** Document section **

The prosperous class is introduced in the film chiefly through Nvuandu, the nightclub owner, and his wife, Mamu, a thriving marketwoman specializing in cloth. Significantly, they have assured their own economic situation by exploiting the needs of others to consume. Nvuandu, of course, sells alcohol, including beer, that essential lubricant for all social activities in the city. Mamu dresses the women of Kinshasa, a city in which fashion and style are important for both sexes. Their economic situation is specifically marked by images of food and beverages. Both the boss and his wife are corpulent individuals whose robustness contrasts sharply with Kuru's slight physique. In one scene, Mamu and Nvuandu are shown enjoying a hearty breakfast and during an evening out with women friends, Mamu uninhibitedly drinks alcohol to excess and initiates her shy co-wife into the middle class by encouraging her to drink as well. These women of substance are later seen gnawing on pieces of grilled chicken. When the young co-wife indicates dissatisfaction with her situation, she is reminded of her material advantages, including a full refrigerator. Nvuandu's class is thus quite literally depicted as the class which consumes. Indeed, La vie est belle often has been interpreted by cinema critics in this way: as a satire of class differences. Manthia Diawara categorizes it specifically as a form of social realism and claims that the aim of such films "was to transform the polemics against the elite into jokes made at the expense of the elite" (142) while Nwachukwu Frank Ukadike similarly observes that "although the structure of the film is comedic, one can still recognize societal discrepancies as they are filtered out of joke-filled scenes that are sometimes humorous and sometimes ironic. . ." (285).

** Provided data **
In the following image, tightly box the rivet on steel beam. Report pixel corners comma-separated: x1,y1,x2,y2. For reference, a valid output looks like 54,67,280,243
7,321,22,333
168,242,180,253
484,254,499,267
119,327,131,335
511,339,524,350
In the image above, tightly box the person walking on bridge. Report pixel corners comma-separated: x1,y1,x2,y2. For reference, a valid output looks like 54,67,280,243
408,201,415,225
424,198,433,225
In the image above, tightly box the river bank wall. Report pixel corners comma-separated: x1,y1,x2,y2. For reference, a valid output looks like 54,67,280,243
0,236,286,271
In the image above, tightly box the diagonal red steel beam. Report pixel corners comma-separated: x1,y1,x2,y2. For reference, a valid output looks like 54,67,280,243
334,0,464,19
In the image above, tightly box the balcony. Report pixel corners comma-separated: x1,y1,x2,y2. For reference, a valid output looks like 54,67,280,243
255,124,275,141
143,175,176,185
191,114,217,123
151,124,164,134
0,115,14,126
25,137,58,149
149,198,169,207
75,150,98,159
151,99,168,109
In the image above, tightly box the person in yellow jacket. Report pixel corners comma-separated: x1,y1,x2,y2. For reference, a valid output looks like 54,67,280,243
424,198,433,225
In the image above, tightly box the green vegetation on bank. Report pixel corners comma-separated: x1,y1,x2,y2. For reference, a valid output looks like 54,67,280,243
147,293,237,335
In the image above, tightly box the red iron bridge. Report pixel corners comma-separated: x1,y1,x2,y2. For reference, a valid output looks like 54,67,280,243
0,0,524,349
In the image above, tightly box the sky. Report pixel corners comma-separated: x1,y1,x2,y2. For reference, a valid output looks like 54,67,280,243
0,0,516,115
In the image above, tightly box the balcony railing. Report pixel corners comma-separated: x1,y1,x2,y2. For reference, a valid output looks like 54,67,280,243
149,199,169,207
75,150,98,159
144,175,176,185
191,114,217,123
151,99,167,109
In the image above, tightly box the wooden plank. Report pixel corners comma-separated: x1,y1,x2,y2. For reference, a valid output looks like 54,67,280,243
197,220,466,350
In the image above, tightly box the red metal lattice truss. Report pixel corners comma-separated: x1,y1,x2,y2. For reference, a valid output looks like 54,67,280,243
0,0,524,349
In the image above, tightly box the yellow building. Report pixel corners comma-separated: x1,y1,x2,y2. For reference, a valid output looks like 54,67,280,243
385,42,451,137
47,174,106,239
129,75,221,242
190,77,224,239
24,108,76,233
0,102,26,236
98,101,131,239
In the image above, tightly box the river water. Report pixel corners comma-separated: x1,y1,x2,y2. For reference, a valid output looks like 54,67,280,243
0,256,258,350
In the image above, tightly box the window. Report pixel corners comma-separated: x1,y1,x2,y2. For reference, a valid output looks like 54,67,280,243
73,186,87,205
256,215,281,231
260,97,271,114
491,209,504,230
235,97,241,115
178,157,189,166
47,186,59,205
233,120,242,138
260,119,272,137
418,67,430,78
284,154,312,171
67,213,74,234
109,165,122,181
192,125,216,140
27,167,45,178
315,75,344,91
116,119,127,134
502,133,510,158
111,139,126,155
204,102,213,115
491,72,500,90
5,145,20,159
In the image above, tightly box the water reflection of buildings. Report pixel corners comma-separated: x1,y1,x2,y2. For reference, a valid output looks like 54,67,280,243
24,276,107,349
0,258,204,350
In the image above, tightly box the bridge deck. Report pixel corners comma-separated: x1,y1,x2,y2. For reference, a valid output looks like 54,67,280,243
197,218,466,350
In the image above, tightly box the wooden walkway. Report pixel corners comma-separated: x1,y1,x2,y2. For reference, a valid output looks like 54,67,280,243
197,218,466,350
---
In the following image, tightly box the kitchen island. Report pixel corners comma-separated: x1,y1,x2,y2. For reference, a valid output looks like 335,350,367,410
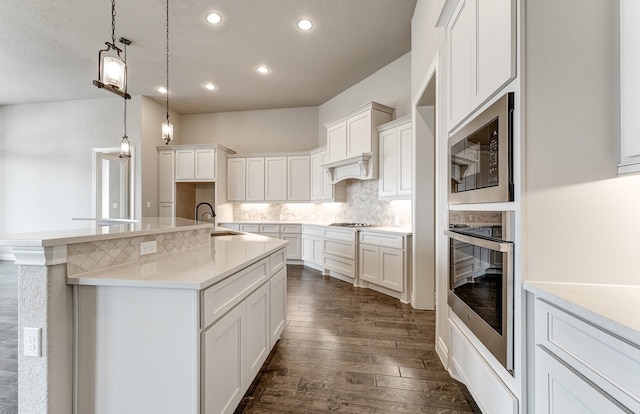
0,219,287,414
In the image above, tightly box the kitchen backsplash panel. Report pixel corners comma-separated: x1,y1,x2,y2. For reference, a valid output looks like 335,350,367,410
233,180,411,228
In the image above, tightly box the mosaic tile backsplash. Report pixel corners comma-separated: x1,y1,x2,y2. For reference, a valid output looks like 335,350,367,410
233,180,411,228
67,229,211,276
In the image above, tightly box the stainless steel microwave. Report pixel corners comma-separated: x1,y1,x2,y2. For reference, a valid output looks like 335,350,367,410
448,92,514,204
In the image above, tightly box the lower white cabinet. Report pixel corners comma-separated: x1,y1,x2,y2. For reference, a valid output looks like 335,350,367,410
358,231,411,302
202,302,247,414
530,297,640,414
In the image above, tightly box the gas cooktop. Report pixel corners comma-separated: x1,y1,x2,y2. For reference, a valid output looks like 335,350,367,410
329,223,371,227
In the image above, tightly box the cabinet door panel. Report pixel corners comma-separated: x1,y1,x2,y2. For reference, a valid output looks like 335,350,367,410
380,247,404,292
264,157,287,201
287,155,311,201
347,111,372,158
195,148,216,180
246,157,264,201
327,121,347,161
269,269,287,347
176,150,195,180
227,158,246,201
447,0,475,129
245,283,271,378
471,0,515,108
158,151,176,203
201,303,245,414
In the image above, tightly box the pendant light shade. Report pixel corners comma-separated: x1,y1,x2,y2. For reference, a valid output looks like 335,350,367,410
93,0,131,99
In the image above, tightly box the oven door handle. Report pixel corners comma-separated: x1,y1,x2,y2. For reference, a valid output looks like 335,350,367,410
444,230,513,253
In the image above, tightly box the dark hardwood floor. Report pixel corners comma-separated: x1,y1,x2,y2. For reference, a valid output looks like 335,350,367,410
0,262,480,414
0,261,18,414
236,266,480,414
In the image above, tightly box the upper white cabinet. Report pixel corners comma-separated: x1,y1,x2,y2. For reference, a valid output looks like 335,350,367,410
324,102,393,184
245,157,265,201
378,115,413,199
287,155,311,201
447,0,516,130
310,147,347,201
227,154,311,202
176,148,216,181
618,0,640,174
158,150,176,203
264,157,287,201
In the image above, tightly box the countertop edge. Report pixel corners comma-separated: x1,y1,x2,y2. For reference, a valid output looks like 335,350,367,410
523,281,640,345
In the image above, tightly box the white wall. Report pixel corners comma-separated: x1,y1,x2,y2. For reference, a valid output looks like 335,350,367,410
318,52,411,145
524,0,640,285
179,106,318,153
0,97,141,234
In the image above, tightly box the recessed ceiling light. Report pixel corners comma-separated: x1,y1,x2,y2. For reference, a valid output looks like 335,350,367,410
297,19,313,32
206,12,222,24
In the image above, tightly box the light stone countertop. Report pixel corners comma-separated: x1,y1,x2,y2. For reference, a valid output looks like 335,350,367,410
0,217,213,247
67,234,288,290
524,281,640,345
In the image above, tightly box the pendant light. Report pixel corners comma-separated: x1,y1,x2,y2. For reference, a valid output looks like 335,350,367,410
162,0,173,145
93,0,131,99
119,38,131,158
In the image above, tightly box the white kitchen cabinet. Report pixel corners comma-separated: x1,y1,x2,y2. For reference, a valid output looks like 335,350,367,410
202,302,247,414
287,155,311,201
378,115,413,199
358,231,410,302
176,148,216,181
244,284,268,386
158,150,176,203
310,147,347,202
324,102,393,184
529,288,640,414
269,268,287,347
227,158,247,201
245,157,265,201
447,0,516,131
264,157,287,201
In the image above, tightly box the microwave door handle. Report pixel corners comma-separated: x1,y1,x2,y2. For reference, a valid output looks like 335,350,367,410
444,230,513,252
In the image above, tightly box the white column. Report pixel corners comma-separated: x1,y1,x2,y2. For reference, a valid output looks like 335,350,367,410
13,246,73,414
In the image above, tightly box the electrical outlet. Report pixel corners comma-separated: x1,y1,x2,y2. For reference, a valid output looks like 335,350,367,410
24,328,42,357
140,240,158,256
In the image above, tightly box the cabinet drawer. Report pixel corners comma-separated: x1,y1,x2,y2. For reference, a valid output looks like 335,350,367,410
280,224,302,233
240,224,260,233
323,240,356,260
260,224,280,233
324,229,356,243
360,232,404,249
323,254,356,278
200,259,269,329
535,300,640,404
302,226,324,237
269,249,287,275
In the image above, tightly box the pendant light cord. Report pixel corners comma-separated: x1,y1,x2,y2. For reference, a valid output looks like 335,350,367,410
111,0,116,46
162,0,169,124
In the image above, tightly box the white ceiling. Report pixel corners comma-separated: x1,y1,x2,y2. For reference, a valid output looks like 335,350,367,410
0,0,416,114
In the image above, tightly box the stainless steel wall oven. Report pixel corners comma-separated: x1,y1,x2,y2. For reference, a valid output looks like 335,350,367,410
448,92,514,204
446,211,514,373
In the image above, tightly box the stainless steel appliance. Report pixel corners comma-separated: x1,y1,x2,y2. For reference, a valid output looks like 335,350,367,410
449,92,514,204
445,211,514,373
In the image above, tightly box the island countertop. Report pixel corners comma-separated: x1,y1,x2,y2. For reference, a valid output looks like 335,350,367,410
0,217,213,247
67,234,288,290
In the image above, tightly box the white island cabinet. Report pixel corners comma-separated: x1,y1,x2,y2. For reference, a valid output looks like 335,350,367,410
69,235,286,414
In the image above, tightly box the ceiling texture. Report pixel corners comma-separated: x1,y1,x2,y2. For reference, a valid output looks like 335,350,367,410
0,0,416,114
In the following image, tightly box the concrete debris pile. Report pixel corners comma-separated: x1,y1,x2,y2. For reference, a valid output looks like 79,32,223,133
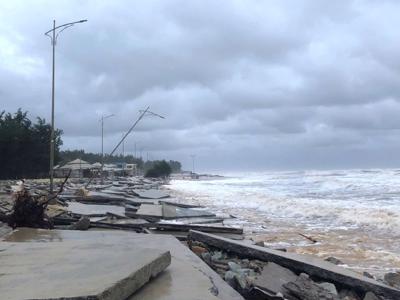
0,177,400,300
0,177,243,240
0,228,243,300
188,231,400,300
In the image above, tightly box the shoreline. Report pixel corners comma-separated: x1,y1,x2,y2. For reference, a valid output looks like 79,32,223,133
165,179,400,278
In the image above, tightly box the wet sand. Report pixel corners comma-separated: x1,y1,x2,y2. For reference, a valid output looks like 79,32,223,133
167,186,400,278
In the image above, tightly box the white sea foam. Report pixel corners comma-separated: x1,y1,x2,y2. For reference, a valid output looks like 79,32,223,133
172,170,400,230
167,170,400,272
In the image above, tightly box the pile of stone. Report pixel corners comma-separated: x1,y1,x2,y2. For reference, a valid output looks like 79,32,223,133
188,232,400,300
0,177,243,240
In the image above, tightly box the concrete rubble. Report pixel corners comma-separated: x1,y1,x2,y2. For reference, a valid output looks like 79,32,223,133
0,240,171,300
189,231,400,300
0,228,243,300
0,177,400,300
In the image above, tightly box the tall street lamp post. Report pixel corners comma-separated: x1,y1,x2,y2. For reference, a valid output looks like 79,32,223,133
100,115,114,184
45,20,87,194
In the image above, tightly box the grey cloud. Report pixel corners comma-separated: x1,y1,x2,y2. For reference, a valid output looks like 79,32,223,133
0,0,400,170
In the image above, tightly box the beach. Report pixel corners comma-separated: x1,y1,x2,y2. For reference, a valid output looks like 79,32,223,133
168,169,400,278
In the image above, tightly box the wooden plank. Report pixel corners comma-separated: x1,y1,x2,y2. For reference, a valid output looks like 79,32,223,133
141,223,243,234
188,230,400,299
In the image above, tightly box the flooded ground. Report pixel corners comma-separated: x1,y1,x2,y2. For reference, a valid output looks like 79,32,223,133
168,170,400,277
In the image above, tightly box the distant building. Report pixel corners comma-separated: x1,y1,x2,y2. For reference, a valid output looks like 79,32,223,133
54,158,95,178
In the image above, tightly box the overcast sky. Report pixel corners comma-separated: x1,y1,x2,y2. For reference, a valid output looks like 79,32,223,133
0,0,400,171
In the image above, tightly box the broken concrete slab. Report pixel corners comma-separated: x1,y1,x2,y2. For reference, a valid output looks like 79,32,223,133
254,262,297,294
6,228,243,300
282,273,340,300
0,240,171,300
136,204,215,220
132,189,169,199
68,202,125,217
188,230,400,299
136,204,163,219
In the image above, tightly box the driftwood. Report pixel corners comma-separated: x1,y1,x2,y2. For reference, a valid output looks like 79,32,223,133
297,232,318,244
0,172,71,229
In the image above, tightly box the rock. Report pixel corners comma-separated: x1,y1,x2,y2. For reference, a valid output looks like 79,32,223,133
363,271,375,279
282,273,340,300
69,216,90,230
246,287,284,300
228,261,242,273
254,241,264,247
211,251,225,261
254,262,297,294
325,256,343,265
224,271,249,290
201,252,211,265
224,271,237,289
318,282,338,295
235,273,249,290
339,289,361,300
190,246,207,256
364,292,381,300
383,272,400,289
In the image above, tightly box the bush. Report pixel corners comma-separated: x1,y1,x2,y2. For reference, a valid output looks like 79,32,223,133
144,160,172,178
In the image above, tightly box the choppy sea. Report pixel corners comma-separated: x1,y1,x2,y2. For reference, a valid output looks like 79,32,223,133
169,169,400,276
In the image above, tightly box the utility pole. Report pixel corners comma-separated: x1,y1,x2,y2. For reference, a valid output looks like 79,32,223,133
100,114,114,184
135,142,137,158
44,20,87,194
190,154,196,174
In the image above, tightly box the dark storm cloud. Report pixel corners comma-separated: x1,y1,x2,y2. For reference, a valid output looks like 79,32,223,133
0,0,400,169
...
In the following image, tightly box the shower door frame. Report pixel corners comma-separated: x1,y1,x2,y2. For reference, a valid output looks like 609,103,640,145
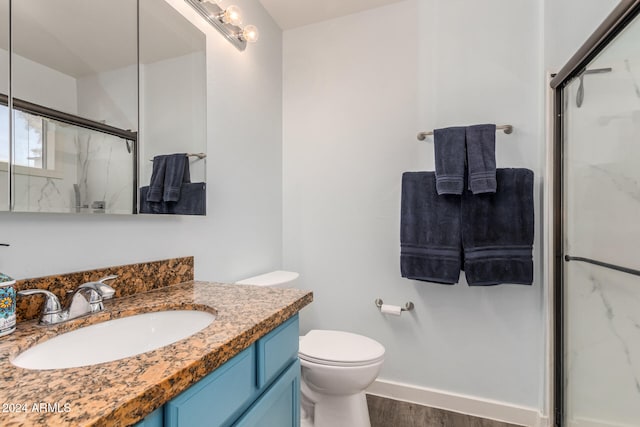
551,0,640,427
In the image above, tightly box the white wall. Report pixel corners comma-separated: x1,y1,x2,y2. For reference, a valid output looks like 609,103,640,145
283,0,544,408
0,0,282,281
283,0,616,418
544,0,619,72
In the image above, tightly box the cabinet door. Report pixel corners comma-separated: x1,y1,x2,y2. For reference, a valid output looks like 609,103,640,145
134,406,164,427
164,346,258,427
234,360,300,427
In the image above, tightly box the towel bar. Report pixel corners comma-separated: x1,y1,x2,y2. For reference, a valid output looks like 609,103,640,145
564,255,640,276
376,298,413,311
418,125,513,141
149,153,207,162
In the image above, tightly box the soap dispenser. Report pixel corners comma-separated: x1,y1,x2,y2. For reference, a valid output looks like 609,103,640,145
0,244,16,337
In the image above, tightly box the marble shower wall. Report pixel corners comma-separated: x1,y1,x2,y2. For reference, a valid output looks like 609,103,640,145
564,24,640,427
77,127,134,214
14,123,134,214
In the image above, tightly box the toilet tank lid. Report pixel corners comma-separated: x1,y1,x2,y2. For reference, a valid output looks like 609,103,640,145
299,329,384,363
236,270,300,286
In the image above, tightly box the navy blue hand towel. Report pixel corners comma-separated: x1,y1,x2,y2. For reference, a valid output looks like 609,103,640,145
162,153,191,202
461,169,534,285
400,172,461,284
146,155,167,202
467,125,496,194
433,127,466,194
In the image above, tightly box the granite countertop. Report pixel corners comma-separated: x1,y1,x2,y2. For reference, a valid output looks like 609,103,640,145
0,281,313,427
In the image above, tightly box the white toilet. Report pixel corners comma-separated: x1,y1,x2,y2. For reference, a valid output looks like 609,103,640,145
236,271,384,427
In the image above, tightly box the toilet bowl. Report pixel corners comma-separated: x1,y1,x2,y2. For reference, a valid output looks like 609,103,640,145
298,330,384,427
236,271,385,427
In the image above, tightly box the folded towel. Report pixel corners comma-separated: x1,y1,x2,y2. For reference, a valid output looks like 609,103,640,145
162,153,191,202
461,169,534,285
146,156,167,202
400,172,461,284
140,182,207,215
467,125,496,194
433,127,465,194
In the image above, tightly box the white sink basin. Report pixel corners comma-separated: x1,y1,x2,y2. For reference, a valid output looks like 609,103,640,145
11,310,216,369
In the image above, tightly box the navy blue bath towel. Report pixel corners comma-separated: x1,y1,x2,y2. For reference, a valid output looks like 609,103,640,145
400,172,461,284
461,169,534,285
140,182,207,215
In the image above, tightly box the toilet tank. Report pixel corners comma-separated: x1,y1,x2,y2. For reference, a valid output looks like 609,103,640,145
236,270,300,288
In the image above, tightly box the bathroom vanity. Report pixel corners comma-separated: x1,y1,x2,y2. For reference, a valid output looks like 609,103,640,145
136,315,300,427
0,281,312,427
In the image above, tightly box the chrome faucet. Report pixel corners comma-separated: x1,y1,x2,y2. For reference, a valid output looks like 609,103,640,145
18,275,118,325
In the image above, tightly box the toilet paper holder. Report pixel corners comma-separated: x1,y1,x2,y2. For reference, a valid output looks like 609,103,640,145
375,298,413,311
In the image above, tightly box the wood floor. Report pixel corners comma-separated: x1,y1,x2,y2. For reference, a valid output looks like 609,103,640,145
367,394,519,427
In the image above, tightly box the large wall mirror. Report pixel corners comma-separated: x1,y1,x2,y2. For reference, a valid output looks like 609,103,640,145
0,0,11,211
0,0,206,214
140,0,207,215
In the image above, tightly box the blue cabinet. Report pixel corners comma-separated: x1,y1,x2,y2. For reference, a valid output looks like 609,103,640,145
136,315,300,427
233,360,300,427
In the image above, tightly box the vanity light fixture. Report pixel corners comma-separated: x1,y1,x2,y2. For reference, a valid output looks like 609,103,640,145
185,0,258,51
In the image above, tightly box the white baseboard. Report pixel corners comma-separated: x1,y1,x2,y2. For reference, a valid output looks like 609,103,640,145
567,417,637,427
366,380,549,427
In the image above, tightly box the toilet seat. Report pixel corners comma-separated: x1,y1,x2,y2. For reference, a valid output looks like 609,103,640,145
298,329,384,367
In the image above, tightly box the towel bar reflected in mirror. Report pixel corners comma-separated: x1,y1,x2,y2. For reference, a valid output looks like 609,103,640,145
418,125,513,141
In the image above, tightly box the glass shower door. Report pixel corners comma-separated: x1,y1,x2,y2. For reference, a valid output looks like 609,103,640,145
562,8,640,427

** Work to be completed **
Please resume the passage on class in the film La vie est belle, picking up after its last sentence. The records have no connection to the passage on class in La vie est belle.

** Answer for the task **
Mamu sends Kuru off to the market to buy meat and gas, another commodity that has serves as a source of energy and thus has an affinity with food. The his and hers automobiles displayed by Mamu and Nvuandu further confirm the privileged position of the elite. The automobiles continue to appear in the film, quietly reinforcing images of consumption and display. In another scene, Nvuandu stops to fill up the tank at a gas station and in another he uses the automobile to impress his future fiancée, to whom he brags about the air-conditioning. When Kuru's theft is uncovered, Nvuandu has the police put the offender directly in the trunk of his vehicle. Not merely a status symbol, the car thus becomes a physical mechanism for the demonstration of both superiority over sexual rivals and the political power of the propertied classes.
Bayart's extended definition of the belly includes sexual appetite and associates women with the accumulation of wealth. Nvuandu tries to restore his virility by taking the beautiful and innocent Kabibi as a second wife. In this effort, he must compete with Kuru who is in love with Kabibi. Nvuandu's wealth and social position give him an undue advantage over his rival with Kabibi's mother who expects to receive a large dowry. When Kabibi ultimately runs away from Nvuandu but returns home with only her personal belongings, the mother is disappointed and proclaims that she has paid her daughter's school fees but has little to show for her investment, a confirmation of the economic dimensions of the arrangement. Both men pay other women in the film for sex which then becomes another manifestation of status, with Nvuandu's tally for the duration of the film being two marriages--although one is never consummated-- and dates with three prostitutes. Through Kabibi's "marriage" with Nvuandu, Kuru will obtain indirect access to the entrepreneur's wealth as a means for enhancing his own financial position and further advancing his cause with Kabibi. Thus women in the film play the dual role posited by Bayart as both the substance of wealth and the "cog in the wheel" of the politics of accumulation.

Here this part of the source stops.